> _YOUR INSTRUCTIONS_: List every adulterant that the passage below on milk adulteration says was added to the UHT milk samples.

> _SELECTED EXTRACT_:

Milk adulteration has been done to gain economic benefit by which the quality of milk is purposely compromised either by combining or substituting important ingredients of milk with adulterants. The objectives of this study were to determine the milk quality parameters of adulterated and unadulterated milk products through quality analysis and to investigate the ATR-FTIR spectroscopy technique in detection of adulterant residues in milk products. UHT milk samples were used with three common adulterants (melamine, formalin, anionic detergent) in five different concentrations (0.2%, 0.8%, 1.2%, 1.5% and 2.0%). Quality analysis was done on unadulterated milk and adulterated milk samples. Results showed that there were no significant differences between them. Thus, ATR-FTIR spectroscopic analysis was used for the qualification of adulterants in the wavenumber range of 4000cm!" to 500cm!". These results show the potential of FTIR spectroscopy as a rapid and sensitive technique for the detection of adulterant residues in UHT milk products.

> _MATERIAL SHOWN_:
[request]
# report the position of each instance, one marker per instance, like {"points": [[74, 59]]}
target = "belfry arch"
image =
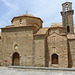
{"points": [[15, 59]]}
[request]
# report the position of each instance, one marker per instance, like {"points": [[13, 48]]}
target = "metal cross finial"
{"points": [[26, 12]]}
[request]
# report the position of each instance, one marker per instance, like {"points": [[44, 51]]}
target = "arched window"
{"points": [[67, 7], [54, 59], [20, 21], [15, 59], [68, 29]]}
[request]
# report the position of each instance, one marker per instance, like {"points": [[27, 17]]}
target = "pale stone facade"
{"points": [[26, 43]]}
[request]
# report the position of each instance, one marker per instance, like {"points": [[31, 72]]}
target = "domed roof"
{"points": [[27, 15]]}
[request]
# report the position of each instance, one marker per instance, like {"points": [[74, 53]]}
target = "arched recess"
{"points": [[16, 59], [54, 59]]}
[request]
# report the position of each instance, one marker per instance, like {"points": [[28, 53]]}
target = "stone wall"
{"points": [[39, 55], [23, 38], [58, 45], [71, 45]]}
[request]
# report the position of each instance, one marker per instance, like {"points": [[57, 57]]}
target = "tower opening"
{"points": [[15, 59], [68, 29], [54, 59]]}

> _FINISHED EXERCISE_: Melamine, formalin, anionic detergent